To do
When the data below is printed, every line must match exactly and the images must be absent.

Provided data

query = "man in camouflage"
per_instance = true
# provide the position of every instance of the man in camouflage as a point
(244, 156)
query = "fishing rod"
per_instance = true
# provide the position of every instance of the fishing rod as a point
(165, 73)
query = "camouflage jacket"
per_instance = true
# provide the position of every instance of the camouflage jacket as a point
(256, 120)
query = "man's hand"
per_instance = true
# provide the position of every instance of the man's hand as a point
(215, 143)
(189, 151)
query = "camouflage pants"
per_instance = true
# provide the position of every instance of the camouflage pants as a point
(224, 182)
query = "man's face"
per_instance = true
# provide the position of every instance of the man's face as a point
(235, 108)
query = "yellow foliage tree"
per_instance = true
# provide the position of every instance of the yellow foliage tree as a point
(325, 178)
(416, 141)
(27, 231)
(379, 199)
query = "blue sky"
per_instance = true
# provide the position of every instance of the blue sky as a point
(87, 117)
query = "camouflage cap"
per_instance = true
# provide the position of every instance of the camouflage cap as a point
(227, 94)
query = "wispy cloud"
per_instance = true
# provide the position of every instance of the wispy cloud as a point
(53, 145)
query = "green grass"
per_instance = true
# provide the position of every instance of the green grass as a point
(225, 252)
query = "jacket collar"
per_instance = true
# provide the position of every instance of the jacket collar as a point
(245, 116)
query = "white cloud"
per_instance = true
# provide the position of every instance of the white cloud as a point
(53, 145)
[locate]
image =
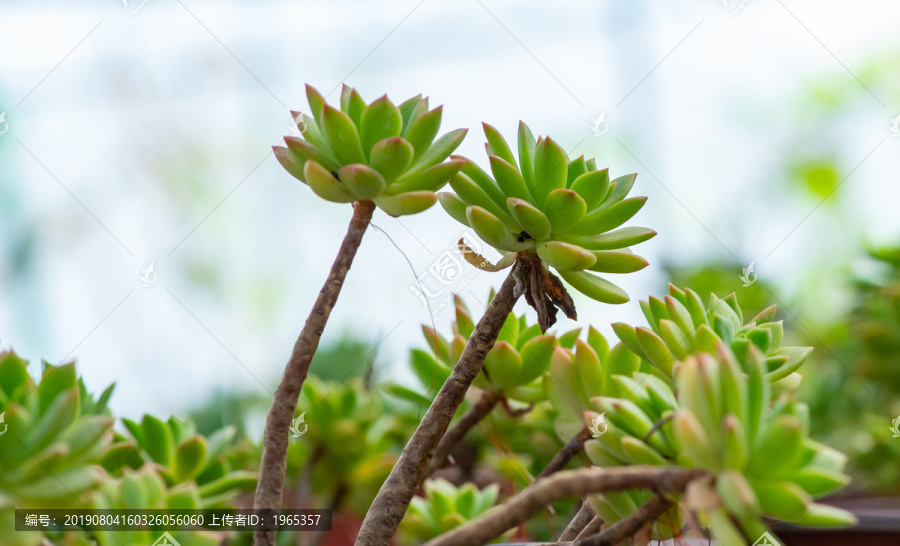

Result of the exercise
query = "man in camouflage"
per_instance = true
# provide the position of every instance of the man in camouflage as a point
(244, 156)
query = "fishing rod"
per_instance = true
# provide the position of every instance of the fishing rod as a point
(165, 73)
query = "camouflage jacket"
per_instance = true
# provide the position of every instance of the camouflage jacket as a point
(256, 120)
query = "man's hand"
per_instance = true
# provide the position of every instance of the man's hand as a point
(215, 143)
(189, 151)
query = "camouflage pants"
per_instance = true
# provide the position of every instance of the camouflage pants as a point
(224, 182)
query = "man's face"
per_instance = true
# provide the position of every instance of the man's face as a point
(235, 108)
query = "yellow foliage tree"
per_instance = true
# provide the position of every instance of the yellow foliage tree as a point
(325, 178)
(416, 141)
(27, 231)
(379, 199)
query = "blue sky"
per_instance = true
# provide the position of every instance of the blue sky as a point
(87, 117)
query = "camouflage cap"
per_instance = true
# provide the position of every instance of the camouflage cap as a point
(227, 94)
query = "wispy cloud"
per_instance = true
# provide the position of every instance of the wispy cloud as a point
(53, 145)
query = "green grass"
per_instance = true
# provide the position of every instance of the green grass as a point
(225, 252)
query = "jacket collar"
per_instance = true
# provide the position of every instance of the jacket collar as a point
(245, 116)
query = "white cloud"
per_instance = true
# provide the position of every instance of the white cloud as a point
(53, 145)
[locate]
image =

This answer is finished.